* EXERCISE REQUIREMENTS
Give every line of the records below as a JSON list of strings, one string per line, leaving out blank lines and the pictures.
· · · · · · ·
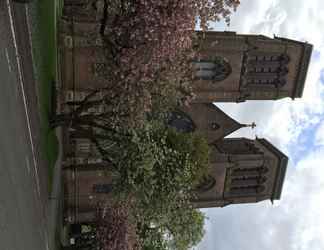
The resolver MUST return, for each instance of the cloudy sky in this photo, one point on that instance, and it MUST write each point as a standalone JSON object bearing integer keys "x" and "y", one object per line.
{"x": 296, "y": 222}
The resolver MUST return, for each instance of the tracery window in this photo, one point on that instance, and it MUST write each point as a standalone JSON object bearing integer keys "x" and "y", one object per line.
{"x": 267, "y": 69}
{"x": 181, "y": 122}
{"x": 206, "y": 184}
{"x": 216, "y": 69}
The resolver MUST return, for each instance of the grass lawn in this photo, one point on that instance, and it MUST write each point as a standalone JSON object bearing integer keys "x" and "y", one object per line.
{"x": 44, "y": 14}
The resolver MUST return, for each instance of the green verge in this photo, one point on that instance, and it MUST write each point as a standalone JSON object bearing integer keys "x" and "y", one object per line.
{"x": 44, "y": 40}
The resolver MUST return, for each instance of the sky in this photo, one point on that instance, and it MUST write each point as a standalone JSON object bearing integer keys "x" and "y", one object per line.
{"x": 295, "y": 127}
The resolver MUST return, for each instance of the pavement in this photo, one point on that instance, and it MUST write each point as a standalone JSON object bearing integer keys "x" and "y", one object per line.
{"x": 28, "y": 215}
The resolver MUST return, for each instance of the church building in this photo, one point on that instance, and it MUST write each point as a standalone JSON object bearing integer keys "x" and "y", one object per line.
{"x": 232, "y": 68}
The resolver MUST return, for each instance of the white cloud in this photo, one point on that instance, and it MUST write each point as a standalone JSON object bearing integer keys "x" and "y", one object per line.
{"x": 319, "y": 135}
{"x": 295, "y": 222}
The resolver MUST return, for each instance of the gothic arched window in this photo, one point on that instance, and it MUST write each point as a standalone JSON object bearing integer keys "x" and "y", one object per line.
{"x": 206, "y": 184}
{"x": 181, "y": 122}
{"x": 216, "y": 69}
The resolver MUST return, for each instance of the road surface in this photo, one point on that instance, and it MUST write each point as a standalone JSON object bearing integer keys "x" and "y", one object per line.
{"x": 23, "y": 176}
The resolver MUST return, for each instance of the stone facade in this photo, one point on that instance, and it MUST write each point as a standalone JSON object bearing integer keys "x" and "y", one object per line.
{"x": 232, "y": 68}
· · · · · · ·
* TASK ANSWER
[
  "The resolver MUST return, for each instance of the cloudy sky in this photo, one point on that instance, and it MUST write each point as a standalone JSON object bearing integer keys \"x\" and \"y\", one object per line.",
  "{\"x\": 296, \"y\": 222}",
  "The resolver MUST return, for each instance of the tracery window in this photo, one point on that instance, and it MUST write each point as a standalone JSON object bearing integer keys \"x\" and \"y\", one object per line.",
  "{\"x\": 267, \"y\": 69}",
  "{\"x\": 181, \"y\": 122}",
  "{\"x\": 206, \"y\": 184}",
  "{\"x\": 216, \"y\": 69}",
  "The resolver MUST return, for each instance of the grass lawn in this photo, one point on that instance, and it MUST write each point as a standalone JSON object bearing integer keys \"x\" and \"y\", one object per line.",
  "{\"x\": 44, \"y\": 14}",
  "The resolver MUST return, for each instance of the green verge in this photo, one point on that instance, and it MUST write each point as a standalone JSON object bearing integer keys \"x\" and \"y\", one object per line.",
  "{\"x\": 44, \"y\": 40}",
  "The resolver MUST return, for each instance of the sky in this photo, one point on that instance, and it MUST write each point as a standalone JSON object bearing integer keys \"x\" and \"y\", one object per line.",
  "{\"x\": 295, \"y\": 127}",
  "The resolver MUST return, for each instance of the pavement in this photo, one point on that instance, and it MUST write each point as a standalone JSON object bearing integer keys \"x\" and \"y\", one object per line.",
  "{\"x\": 28, \"y\": 215}",
  "The resolver MUST return, for each instance of the church building in this photo, one point on that instance, and it MUST write each point as a standalone JSON object bearing integer keys \"x\" and \"y\", one object per line.",
  "{\"x\": 232, \"y\": 68}",
  "The resolver MUST return, for each instance of the white cloud in this photo, one point on that instance, and it MUST write each point as a standalone JSON object bearing integer keys \"x\" and \"y\", one object per line.",
  "{\"x\": 319, \"y\": 135}",
  "{\"x\": 295, \"y\": 222}",
  "The resolver MUST return, for each instance of the gothic arched window in this photo, one point on that instance, and it MUST write each point as a standalone JSON object bearing integer keys \"x\" and \"y\", one object per line.",
  "{\"x\": 206, \"y\": 184}",
  "{\"x\": 181, \"y\": 122}",
  "{\"x\": 216, \"y\": 69}",
  "The resolver MUST return, for each instance of the road surface in this photo, one point on that instance, and it MUST write each point as a standalone JSON object bearing integer keys \"x\" and \"y\", one object per line.",
  "{\"x\": 23, \"y\": 176}",
  "The resolver MUST return, for each instance of the stone facade in this photo, one point on that instance, and it MUST write each point as a standalone JSON object bearing integer keys \"x\" and \"y\", one object per line.",
  "{\"x\": 232, \"y\": 68}"
]